- [REQUEST 1] In the rows, swap "outline" for "contour" in the lines from the one containing "Args: query, the phrase to segment: antenna" up to and including the last line of the rows. Return only those lines with everything else unchanged, and leave the pictures out.

Feast Day of St. Andrew

Now after that John was put in prison, Jesus came into Galilee, preaching the gospel of the kingdom of God, and saying, The time is fulfilled, and the kingdom of God is at hand: repent ye, and believe the gospel.

Now as he walked by the sea of Galilee, he saw Simon and Andrew his brother casting a net into the sea: for they were fishers. And Jesus said unto them, Come ye after me, and I will make you to become fishers of men. And straightway they forsook their nets, and followed him.

Mark 1:14-18

“Walks on the Water” by the Russian band Nautilus Pompilius
Translation from friend of the blog Sonechka; alternate version here

Apostle Andrew was fishing from a wharf.
While the Savior was walking on the water.
Andrew was pulling fishes from the sea,
While the Savior – fallen men.

Andrew cried out: “I will leave the wharf,
If you reveal the secret to me.”
And the Savior answered: “Be calm, Andrew.
There is no secret here.

“You see, yonder, on the mountain
Towers a cross,
Underneath are a dozen soldiers.
Hang on it for a while.
And when you get bored,
Return back here
To walk on the water with me.”

“But, Master, the helmets are adorned with glistening horns,
A black raven circles the cross.
Explain to me now, take pity on the fool,
And leave the crucifixion for later.”

The Messiah gasped and with ire
Stamped his foot on the smoothness of water.
“You are indeed a fool.” — And Andrew in tears
Shuffled off home with his fishes.

November 30 is the feast date of St. Andrew the Apostle, Christ‘s very first disciple along with his brother St. Peter.

Andrew gets pretty short shrift in the New Testament compared to his brother, even though the Gospel of John actually credits our man with being the first of the two boys to cotton to the Nazarene’s preaching.

Despite playing such a minor role in the sacred texts, he has a cultural footprint far in excess of fellow apostolic extras like Saint Bartholomew.

After the master’s crucifixion, Andrew is supposed to have preached in Turkey and Greece. Romanian and Kievan Rus’ traditions posit that he wandered even further north to make the first Christian inroads among their pagan forebears; as a consequence, Romania, Russia, and Ukraine are all among the countries that count Andrew as a patron saint, along with the place of his martyrdom, Greece.

The most recognizable such patronage, of course, is Scotland.

The story has it that a legendary Roman monk in the fourth century brought three fingers, an arm bone, a kneecap, and a tooth formerly comprising the saint from Patras, where Andrew died, to a monastery on the coast of Fife. The subsequent settlement has been known as St Andrews for over 800 years, so if you like that might make Andrew the patron saint of golf, too.**

Scotland’s flag, the ☓-shaped heraldic saltire pictured above, evokes Saint Andrew’s distinctive execution device, the aptly-named (and kink-friendly) St. Andrew’s Cross.

Like his brother’s physiologically improbable upside-down execution, this is supposed to have represented the disciple’s own unworthiness to die the same death as the Savior, and Roman executioners’ surprising accommodation of such scruples.

St. Andrew’s Day is an official holiday in Scotland. In many other countries of central and Eastern Europe, the vigil preceding St. Andrew’s Day has long been associated with folk magic for divining the identity of an unmarried maid’s future husband.

- [REQUEST 2] In the passage on St. Andrew, on what date does his feast fall?

- [RECORDS SUPPLIED]
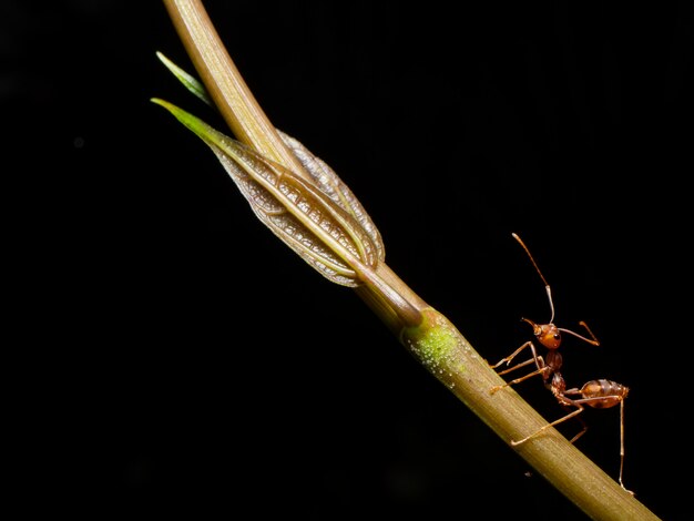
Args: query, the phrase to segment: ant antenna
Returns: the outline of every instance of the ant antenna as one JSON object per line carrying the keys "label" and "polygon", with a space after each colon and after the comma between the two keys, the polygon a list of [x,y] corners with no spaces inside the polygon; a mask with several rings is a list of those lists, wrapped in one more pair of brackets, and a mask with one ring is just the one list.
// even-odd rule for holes
{"label": "ant antenna", "polygon": [[[540,278],[544,283],[544,289],[547,290],[547,296],[550,299],[550,309],[552,310],[552,317],[550,318],[550,324],[552,324],[552,323],[554,323],[554,302],[552,300],[552,290],[550,289],[550,285],[547,282],[547,279],[544,278],[544,275],[542,275],[542,272],[540,272],[540,267],[538,266],[538,263],[535,263],[535,259],[530,254],[530,249],[528,249],[528,246],[525,246],[525,243],[523,243],[521,241],[521,238],[517,234],[511,233],[511,235],[513,235],[513,238],[516,241],[518,241],[520,243],[520,245],[523,247],[523,249],[525,251],[525,253],[530,257],[530,260],[532,262],[532,265],[535,267],[535,270],[538,272],[538,275],[540,275]],[[571,331],[569,331],[569,333],[571,333]]]}
{"label": "ant antenna", "polygon": [[[550,324],[554,324],[554,302],[552,300],[552,289],[550,288],[550,284],[547,282],[547,278],[544,278],[544,275],[542,275],[542,272],[540,272],[540,267],[538,266],[538,263],[535,263],[535,259],[532,256],[532,254],[530,253],[530,249],[528,249],[528,246],[525,246],[525,243],[522,242],[522,239],[518,236],[518,234],[511,233],[511,235],[523,247],[523,249],[525,251],[525,253],[530,257],[530,260],[532,262],[532,265],[535,267],[535,270],[538,272],[538,275],[540,275],[540,278],[544,283],[544,289],[547,290],[547,297],[550,300],[550,309],[552,310],[552,316],[550,318]],[[563,327],[558,327],[557,329],[559,329],[560,331],[563,331],[563,333],[568,333],[569,335],[573,335],[574,337],[580,338],[581,340],[584,340],[584,341],[586,341],[589,344],[592,344],[593,346],[600,346],[600,341],[598,340],[598,338],[595,338],[595,335],[593,335],[593,331],[590,330],[590,328],[588,327],[588,324],[585,324],[583,320],[581,320],[579,324],[581,326],[583,326],[588,330],[590,336],[593,338],[592,340],[590,338],[586,338],[586,337],[582,336],[582,335],[579,335],[575,331],[572,331],[571,329],[564,329]]]}

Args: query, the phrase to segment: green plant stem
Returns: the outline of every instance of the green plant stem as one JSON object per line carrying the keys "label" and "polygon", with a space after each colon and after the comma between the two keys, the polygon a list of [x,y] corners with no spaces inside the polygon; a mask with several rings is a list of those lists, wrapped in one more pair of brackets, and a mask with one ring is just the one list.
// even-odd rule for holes
{"label": "green plant stem", "polygon": [[[303,167],[253,98],[202,2],[164,0],[164,4],[236,139],[300,174]],[[365,303],[412,356],[501,439],[510,445],[547,425],[511,387],[492,395],[490,389],[503,384],[499,375],[443,315],[428,306],[387,265],[381,263],[372,276],[374,284],[357,290]],[[391,299],[391,295],[397,298]],[[512,448],[591,519],[659,519],[555,429]],[[480,505],[480,511],[487,508]]]}

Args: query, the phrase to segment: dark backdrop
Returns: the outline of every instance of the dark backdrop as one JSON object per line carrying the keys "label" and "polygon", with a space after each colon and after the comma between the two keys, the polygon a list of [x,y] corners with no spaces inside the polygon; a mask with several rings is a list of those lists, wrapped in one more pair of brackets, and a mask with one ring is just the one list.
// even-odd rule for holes
{"label": "dark backdrop", "polygon": [[[207,1],[274,124],[489,360],[586,320],[570,386],[627,385],[624,479],[688,511],[692,7]],[[4,1],[11,496],[73,519],[583,519],[152,104],[222,127],[161,2]],[[540,381],[518,390],[562,413]],[[619,411],[579,447],[619,470]],[[569,436],[578,425],[565,425]],[[251,512],[251,514],[248,514]]]}

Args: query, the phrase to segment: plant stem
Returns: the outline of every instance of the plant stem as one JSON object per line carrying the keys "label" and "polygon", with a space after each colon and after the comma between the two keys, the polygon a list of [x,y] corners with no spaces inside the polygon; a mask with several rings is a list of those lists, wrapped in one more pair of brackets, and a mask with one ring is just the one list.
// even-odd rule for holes
{"label": "plant stem", "polygon": [[[202,2],[164,0],[164,4],[236,139],[306,175],[249,92]],[[366,304],[412,356],[501,439],[510,445],[547,425],[511,387],[492,395],[490,389],[503,384],[501,377],[443,315],[428,306],[387,265],[381,263],[369,276],[377,283],[357,290]],[[398,296],[397,304],[390,300],[388,288]],[[555,429],[512,448],[592,519],[659,519]]]}

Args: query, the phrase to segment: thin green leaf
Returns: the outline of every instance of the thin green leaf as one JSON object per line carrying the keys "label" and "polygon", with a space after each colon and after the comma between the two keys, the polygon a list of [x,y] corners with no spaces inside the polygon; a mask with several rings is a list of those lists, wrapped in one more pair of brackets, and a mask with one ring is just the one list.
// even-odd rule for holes
{"label": "thin green leaf", "polygon": [[[212,149],[256,216],[326,278],[359,286],[361,274],[382,258],[382,245],[374,242],[372,232],[319,187],[184,110],[163,100],[152,101],[167,109]],[[337,186],[335,197],[354,197],[344,188]]]}
{"label": "thin green leaf", "polygon": [[[210,106],[214,106],[205,85],[203,85],[201,81],[173,63],[163,53],[157,52],[156,55],[188,91],[203,100]],[[361,203],[359,203],[359,200],[355,197],[349,187],[343,182],[343,180],[339,178],[333,168],[330,168],[323,160],[312,154],[298,140],[282,132],[279,129],[277,129],[277,132],[284,143],[299,160],[299,163],[302,163],[304,168],[306,168],[306,171],[310,174],[316,186],[318,186],[320,191],[330,197],[335,203],[341,206],[343,210],[349,212],[361,224],[365,232],[371,237],[371,241],[378,249],[379,260],[384,260],[386,253],[380,233],[361,206]]]}
{"label": "thin green leaf", "polygon": [[169,69],[172,72],[172,74],[176,76],[181,83],[183,83],[183,85],[188,91],[191,91],[197,98],[203,100],[210,106],[214,106],[214,103],[212,102],[212,98],[210,98],[210,94],[207,94],[207,90],[205,89],[205,85],[203,85],[201,81],[198,81],[192,74],[188,74],[187,72],[185,72],[183,69],[181,69],[178,65],[172,62],[169,58],[166,58],[163,53],[156,51],[156,57],[162,61],[164,65],[166,65],[166,69]]}

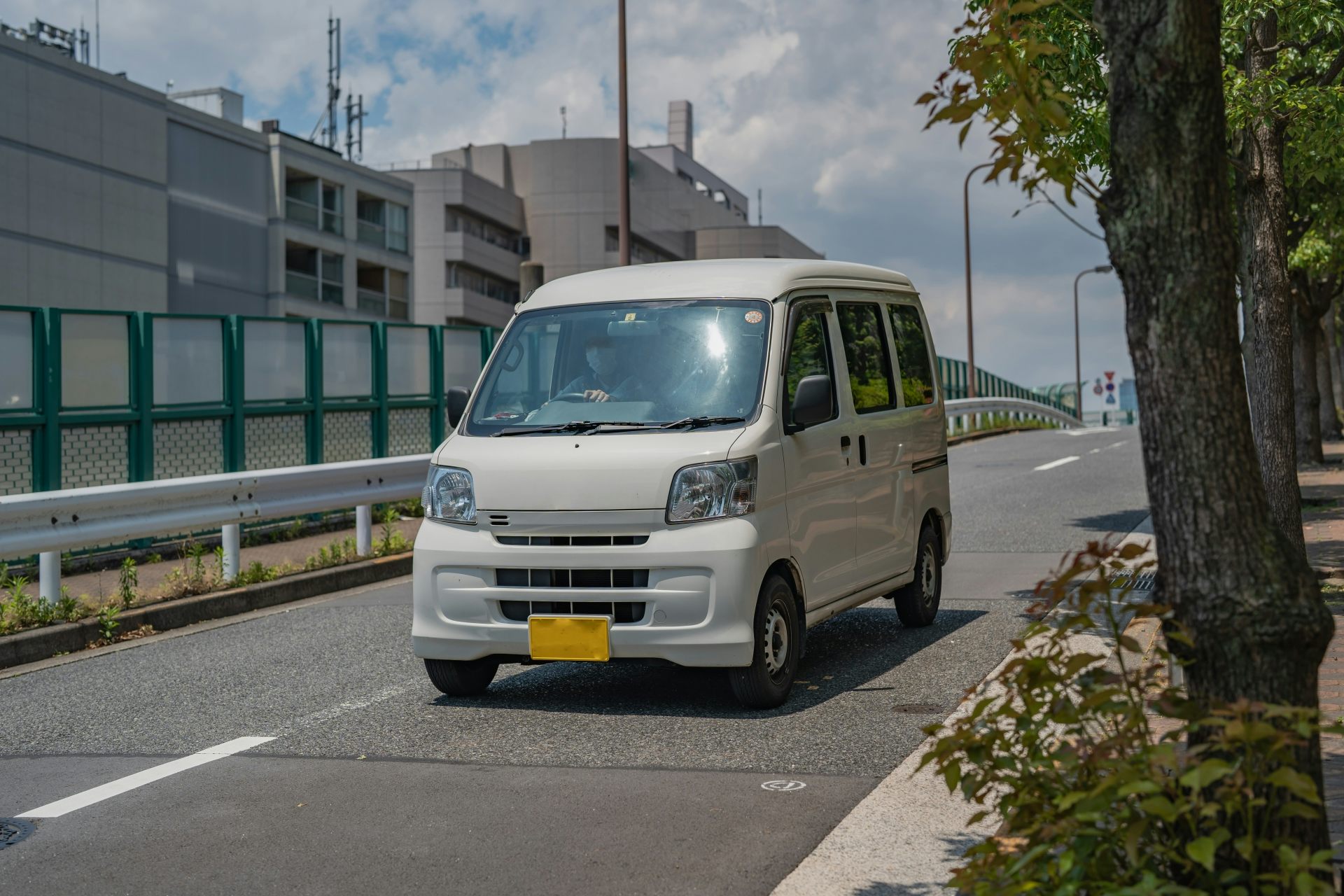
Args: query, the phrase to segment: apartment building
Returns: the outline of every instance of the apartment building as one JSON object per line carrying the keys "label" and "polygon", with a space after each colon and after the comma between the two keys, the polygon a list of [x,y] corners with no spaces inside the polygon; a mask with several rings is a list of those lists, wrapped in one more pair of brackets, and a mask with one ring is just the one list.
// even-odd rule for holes
{"label": "apartment building", "polygon": [[405,180],[0,34],[0,305],[410,316]]}
{"label": "apartment building", "polygon": [[[630,149],[630,261],[820,258],[782,227],[750,224],[747,196],[695,160],[691,103],[669,103],[668,142]],[[415,192],[415,322],[503,326],[519,265],[546,279],[620,263],[620,144],[534,140],[435,153],[398,171]]]}

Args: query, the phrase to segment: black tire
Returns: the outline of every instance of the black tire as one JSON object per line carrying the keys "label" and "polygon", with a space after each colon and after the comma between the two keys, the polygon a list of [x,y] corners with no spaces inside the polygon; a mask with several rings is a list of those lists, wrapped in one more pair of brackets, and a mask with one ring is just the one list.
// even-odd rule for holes
{"label": "black tire", "polygon": [[474,697],[485,693],[499,672],[499,660],[426,660],[425,672],[434,686],[449,697]]}
{"label": "black tire", "polygon": [[919,531],[919,547],[915,548],[914,580],[891,595],[896,604],[900,623],[907,629],[933,625],[938,615],[938,600],[942,599],[942,564],[938,563],[938,539],[933,527]]}
{"label": "black tire", "polygon": [[802,626],[793,587],[770,574],[761,586],[751,629],[751,665],[728,669],[728,684],[747,709],[774,709],[789,699],[802,654]]}

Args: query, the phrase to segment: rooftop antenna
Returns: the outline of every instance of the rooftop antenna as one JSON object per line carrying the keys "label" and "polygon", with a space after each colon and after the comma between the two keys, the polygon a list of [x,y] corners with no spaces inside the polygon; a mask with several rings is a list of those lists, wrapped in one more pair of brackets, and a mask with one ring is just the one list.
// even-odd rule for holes
{"label": "rooftop antenna", "polygon": [[[345,94],[345,159],[359,161],[364,157],[364,94]],[[355,132],[359,136],[355,136]]]}
{"label": "rooftop antenna", "polygon": [[327,148],[336,149],[337,120],[340,113],[340,19],[327,13],[327,126],[323,128],[323,137],[327,138]]}

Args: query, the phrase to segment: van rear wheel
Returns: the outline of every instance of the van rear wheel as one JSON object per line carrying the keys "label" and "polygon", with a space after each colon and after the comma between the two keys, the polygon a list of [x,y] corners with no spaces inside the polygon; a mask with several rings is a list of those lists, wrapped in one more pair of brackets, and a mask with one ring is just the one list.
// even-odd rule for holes
{"label": "van rear wheel", "polygon": [[425,672],[434,686],[449,697],[485,693],[499,672],[499,660],[426,660]]}
{"label": "van rear wheel", "polygon": [[789,699],[802,653],[802,623],[793,588],[774,572],[761,586],[751,630],[751,665],[728,669],[728,682],[747,709],[774,709]]}
{"label": "van rear wheel", "polygon": [[900,623],[909,629],[933,625],[938,615],[938,602],[942,599],[942,566],[938,563],[938,540],[933,527],[919,531],[919,547],[915,551],[914,582],[892,592]]}

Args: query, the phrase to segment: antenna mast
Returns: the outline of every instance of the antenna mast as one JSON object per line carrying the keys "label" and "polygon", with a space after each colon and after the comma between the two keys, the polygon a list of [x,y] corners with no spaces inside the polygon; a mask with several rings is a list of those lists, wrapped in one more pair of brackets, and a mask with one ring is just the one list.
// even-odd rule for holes
{"label": "antenna mast", "polygon": [[[364,111],[364,94],[359,94],[358,99],[355,94],[345,95],[345,159],[351,161],[359,161],[364,157],[364,116],[367,114]],[[355,136],[356,130],[359,132],[358,137]]]}
{"label": "antenna mast", "polygon": [[327,126],[323,128],[323,137],[327,138],[327,148],[336,149],[337,116],[340,113],[340,19],[333,19],[327,13]]}

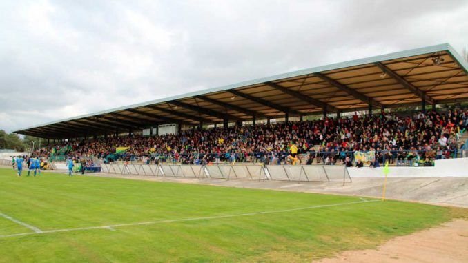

- [WORKED SOLUTION 1]
Args: query, the phrase to segment: antenna mast
Returns: the contour of every instance of the antenna mast as one JSON object per line carrying the keys "label" and "polygon", with a space after each colon and after the comma between the two keys, the polygon a list of [x,y] corners with no spaces inside the polygon; a mask with several rings is a list of those lists, wrapped in one more pair of brackets, and a mask with one ring is just the one list.
// even-odd rule for holes
{"label": "antenna mast", "polygon": [[[364,111],[364,94],[359,94],[358,99],[355,94],[345,95],[345,159],[351,161],[359,161],[364,157],[364,116],[367,114]],[[355,136],[356,130],[359,132],[358,137]]]}
{"label": "antenna mast", "polygon": [[327,126],[323,128],[323,137],[327,138],[327,148],[336,149],[337,116],[340,113],[340,19],[333,19],[327,13]]}

- [WORKED SOLUTION 2] November 30.